### Task description
The biography of Slavjanka Petrovska below names the committees she served on as a Member of the Assembly. List all of them.

### Extract

________________

Member of the Macedonian Assembly
- In office 2020–2022
- Incumbent
- Assumed office 2024

Personal details
- Born: January 11, 1982 (age 44) Skopje, SR Macedonia, Yugoslavia (now North Macedonia)
- Party: SDSM
- Alma mater: Ss. Cyril and Methodius University in Skopje

= Slavjanka Petrovska =

Macedonian Minister of Defense and politician

Slavjanka Petrovska (Славјанка Петровска Стани-Цаци), (born January 11, 1982) is a Мacedonian politician who has been the Minister of Defense of North Macedonia from January 2022 – June 2024.

==Early life and education==
Slavjanka Petrovska was born on January 11, 1982, in Skopje. She completed her schooling there before graduating in law from the Ss. Cyril and Methodius University of Skopje in Skopje. She is a candidate for a master's in administrative law at the same institution.

==Career==
Petrovska worked in the Secretariat on European Affairs from 2003 until 2006, then spent two years working at the Assembly on International Cooperation. From 2008 until 2015, she worked for the National Council on Euro-Integration.

Petrovska was in the Cabinet of the Minister of the Interior for two short stints in 2015 and 2016 and then Chief of Staff to the Minister from June 2017. From January 2020 til July 2020 she was a Deputy Minister of Interior for the caretaker government before the July 2020 parliamentary elections. She was then elected as a Member of the Assembly of the Republic of North Macedonia for the ruling SDSM party, serving on the legislative, oversight, and national security committees.

Petrovska was appointed Minister of Defense by Prime Minister Dimitar Kovačevski on 17 January 2022. She said later that month that North Macedonia favoured a diplomatic solution to the Russia-Ukraine dispute. On 1 March, she announced that North Macedonia would donate military material and equipment to Ukraine.

In June 2022, Petrovska attended the inaugural US-North Macedonia Strategic Dialogue in Washington DC and in October 2022 she made a two-day official visit to Slovenia for bilateral talks.

________________

### Given entries
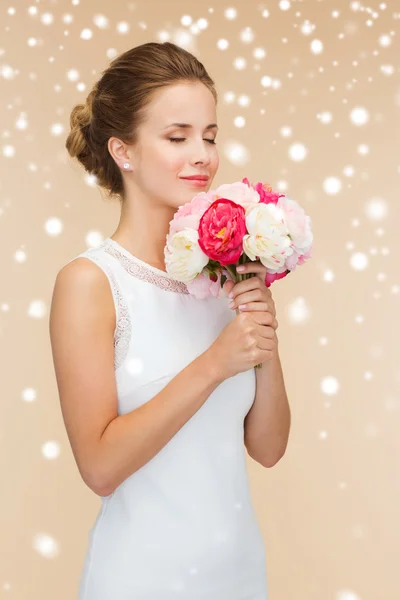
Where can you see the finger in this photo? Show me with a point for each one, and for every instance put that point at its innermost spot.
(246, 285)
(263, 318)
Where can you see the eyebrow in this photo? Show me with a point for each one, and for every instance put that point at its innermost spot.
(188, 126)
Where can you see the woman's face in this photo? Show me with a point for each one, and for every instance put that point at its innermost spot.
(158, 162)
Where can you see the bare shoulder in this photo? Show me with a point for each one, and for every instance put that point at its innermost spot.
(82, 323)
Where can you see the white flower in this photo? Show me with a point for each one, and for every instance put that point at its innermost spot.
(184, 259)
(268, 238)
(239, 192)
(297, 223)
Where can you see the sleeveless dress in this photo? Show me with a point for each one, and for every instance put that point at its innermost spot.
(183, 526)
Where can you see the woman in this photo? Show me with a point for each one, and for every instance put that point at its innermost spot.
(155, 384)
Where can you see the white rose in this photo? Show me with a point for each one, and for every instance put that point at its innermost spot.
(184, 259)
(239, 192)
(297, 223)
(268, 236)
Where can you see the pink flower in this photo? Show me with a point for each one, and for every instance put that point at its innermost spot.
(271, 277)
(264, 191)
(221, 231)
(238, 192)
(189, 214)
(203, 286)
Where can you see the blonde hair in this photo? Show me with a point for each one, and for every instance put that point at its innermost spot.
(116, 105)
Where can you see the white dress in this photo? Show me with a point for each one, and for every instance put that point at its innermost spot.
(183, 526)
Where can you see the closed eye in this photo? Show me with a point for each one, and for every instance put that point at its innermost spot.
(183, 139)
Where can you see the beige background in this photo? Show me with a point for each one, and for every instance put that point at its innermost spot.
(329, 510)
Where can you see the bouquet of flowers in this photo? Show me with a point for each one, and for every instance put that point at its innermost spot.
(236, 223)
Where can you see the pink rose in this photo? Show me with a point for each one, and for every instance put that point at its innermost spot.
(221, 231)
(264, 191)
(189, 214)
(238, 192)
(271, 277)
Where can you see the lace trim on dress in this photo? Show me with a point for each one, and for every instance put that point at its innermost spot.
(145, 274)
(123, 329)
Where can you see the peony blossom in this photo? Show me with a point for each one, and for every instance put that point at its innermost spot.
(184, 259)
(267, 239)
(221, 231)
(238, 192)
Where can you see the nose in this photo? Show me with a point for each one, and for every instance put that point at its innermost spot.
(201, 154)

________________

### Output for this exercise
- Legislative committee
- Oversight committee
- National security committee